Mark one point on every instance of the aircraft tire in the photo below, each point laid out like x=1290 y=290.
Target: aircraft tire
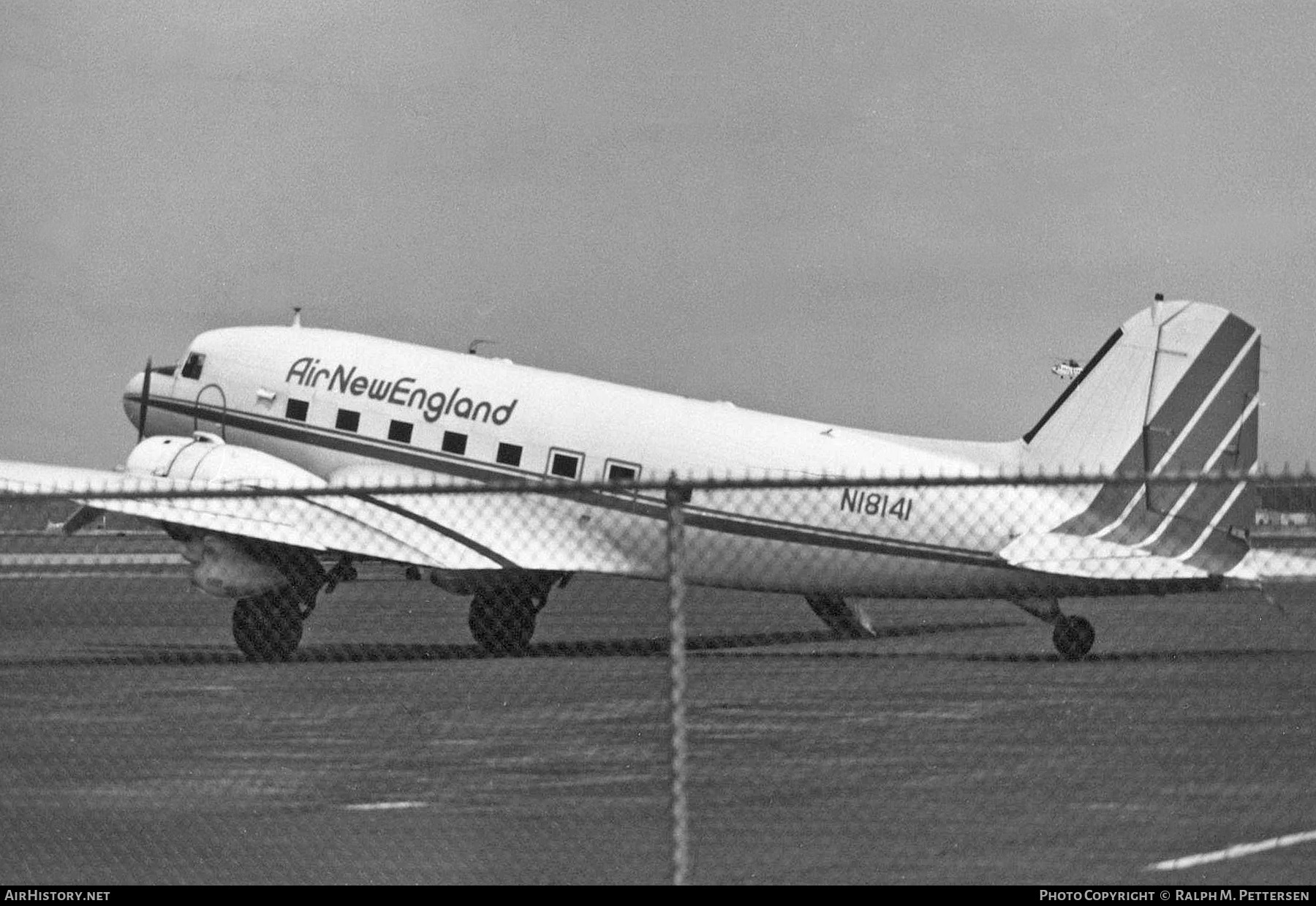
x=502 y=621
x=1073 y=638
x=268 y=627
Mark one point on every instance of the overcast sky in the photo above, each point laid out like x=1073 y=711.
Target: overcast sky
x=894 y=216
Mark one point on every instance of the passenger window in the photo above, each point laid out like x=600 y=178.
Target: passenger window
x=454 y=442
x=564 y=464
x=399 y=431
x=618 y=470
x=192 y=366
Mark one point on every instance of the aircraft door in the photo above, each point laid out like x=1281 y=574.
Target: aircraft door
x=211 y=409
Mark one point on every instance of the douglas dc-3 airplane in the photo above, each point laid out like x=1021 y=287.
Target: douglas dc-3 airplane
x=1174 y=390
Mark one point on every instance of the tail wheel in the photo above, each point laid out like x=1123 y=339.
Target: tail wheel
x=502 y=621
x=268 y=627
x=1073 y=638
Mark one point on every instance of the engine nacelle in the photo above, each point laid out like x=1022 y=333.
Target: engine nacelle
x=224 y=569
x=230 y=567
x=204 y=457
x=224 y=565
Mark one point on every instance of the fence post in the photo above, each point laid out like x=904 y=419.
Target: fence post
x=677 y=661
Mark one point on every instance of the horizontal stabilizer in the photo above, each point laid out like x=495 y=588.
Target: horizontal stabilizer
x=1092 y=559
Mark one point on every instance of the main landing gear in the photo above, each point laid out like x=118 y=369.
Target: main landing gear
x=269 y=627
x=503 y=614
x=1073 y=636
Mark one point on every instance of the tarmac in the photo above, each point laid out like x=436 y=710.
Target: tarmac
x=141 y=748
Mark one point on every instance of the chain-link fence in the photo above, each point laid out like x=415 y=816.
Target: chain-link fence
x=822 y=680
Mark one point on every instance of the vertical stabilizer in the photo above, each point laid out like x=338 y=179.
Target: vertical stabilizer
x=1173 y=391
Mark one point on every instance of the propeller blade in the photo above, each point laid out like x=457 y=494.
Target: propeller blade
x=146 y=396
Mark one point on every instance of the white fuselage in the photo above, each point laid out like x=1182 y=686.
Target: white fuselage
x=342 y=404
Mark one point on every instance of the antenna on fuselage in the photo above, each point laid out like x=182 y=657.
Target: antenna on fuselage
x=146 y=396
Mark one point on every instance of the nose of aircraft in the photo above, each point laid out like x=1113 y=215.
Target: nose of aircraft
x=133 y=399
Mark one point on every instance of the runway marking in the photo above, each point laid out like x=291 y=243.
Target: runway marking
x=1233 y=853
x=383 y=807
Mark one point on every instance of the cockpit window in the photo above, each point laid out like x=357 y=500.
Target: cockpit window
x=192 y=366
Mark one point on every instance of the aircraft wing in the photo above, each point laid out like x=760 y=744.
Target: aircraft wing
x=328 y=523
x=449 y=531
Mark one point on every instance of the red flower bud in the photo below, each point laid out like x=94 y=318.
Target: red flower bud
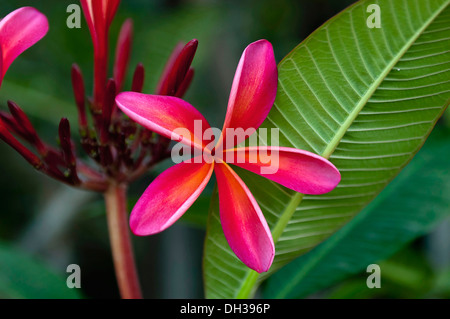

----

*Directions for this task*
Could the lines from the one with "Mark one point on every instance of the tarmac" through the last line of the material above be written out exactly, both included, with pictures left out?

*Answer box*
Mark one point on every instance of the tarmac in the photo above, each point laid out like x=436 y=710.
Target: tarmac
x=141 y=748
Mark one point on every instance of the chain-link fence in the photo above, each point laid out like x=415 y=816.
Target: chain-link fence
x=822 y=680
Mark one point on every instance of the vertical stabilizer in the photo above, each point laid out like x=338 y=179.
Target: vertical stabilizer
x=1173 y=391
Mark one point on every instance of the propeller blade in the photo above, each point laid out like x=457 y=494.
Target: propeller blade
x=146 y=396
Mark one point on every instance of the white fuselage in the photo above, each point laid out like x=1182 y=686.
Target: white fuselage
x=342 y=404
Mark one point on every instance of the antenna on fuselage in the photo above, each point laid out like x=182 y=657.
Target: antenna on fuselage
x=146 y=396
Mark one point on every instance of the nose of aircraft in the photo above, each point laid out like x=1113 y=215.
Target: nose of aircraft
x=133 y=399
Mark one point on every instance of the runway marking in the photo above, each point laid out like x=291 y=243.
Target: runway marking
x=1233 y=853
x=383 y=807
Mark one point on every instance of the cockpit window in the photo above, each point laid out like x=357 y=500.
Target: cockpit window
x=192 y=366
Mark one point on every instance of the aircraft wing in the photo above, each point laid out like x=760 y=744.
Target: aircraft wing
x=328 y=523
x=449 y=531
Mark one point on every instance of the red flower bud in the photo below, each point laid out like x=94 y=318.
Target: red flower bud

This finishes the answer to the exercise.